Work required:
Wherever "pole" appears in a line of the listing, report that line.

Dataset records:
※ ※ ※

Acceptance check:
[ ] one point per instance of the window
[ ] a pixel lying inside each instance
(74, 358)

※ ※ ※

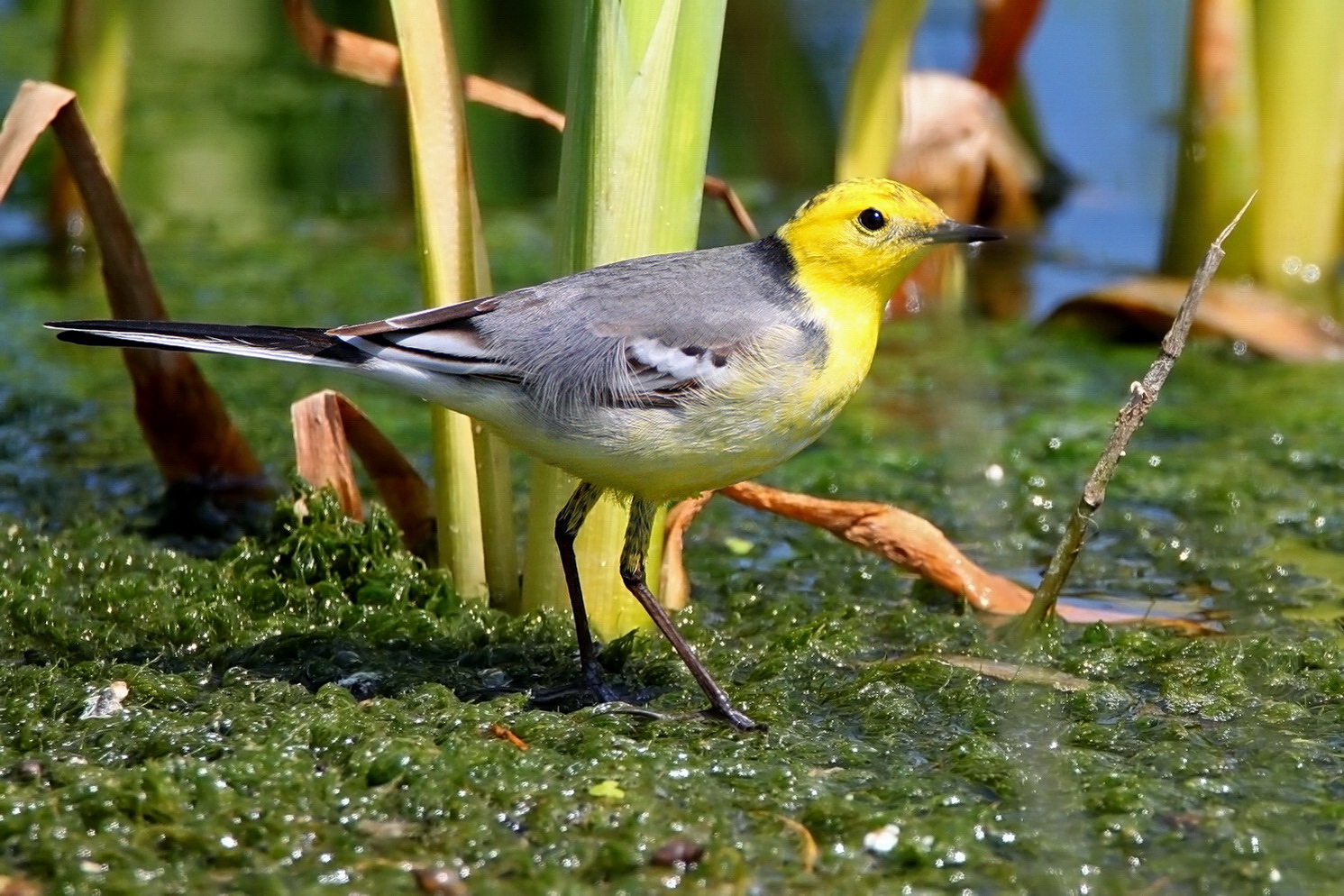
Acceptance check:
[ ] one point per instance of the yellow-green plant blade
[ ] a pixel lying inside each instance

※ ※ ※

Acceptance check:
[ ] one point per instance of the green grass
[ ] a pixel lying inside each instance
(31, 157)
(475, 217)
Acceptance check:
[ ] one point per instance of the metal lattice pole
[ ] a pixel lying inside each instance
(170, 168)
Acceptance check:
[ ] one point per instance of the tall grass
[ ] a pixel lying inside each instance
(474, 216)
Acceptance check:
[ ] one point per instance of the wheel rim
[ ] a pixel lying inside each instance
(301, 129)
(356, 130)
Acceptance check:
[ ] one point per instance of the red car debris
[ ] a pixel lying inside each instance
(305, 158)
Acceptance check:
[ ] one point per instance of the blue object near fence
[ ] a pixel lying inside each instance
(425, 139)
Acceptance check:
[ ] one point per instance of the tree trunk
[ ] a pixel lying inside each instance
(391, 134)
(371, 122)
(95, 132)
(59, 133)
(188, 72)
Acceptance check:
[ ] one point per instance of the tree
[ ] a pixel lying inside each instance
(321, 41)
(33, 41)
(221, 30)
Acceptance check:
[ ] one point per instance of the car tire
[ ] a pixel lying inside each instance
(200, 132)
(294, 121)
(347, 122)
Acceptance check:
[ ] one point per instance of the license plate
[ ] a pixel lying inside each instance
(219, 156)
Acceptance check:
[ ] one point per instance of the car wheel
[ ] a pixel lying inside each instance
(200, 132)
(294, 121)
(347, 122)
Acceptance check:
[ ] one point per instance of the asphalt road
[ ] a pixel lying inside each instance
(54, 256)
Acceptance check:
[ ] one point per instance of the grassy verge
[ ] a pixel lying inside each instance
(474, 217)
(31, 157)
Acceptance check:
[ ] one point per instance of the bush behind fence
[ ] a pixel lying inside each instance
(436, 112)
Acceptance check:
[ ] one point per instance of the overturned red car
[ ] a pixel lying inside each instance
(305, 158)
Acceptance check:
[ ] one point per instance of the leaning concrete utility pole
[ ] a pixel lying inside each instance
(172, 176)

※ ※ ※

Response below:
[ ] one point per instance of the metal lattice pole
[ ] one point per instance of the leaning concrete utility pole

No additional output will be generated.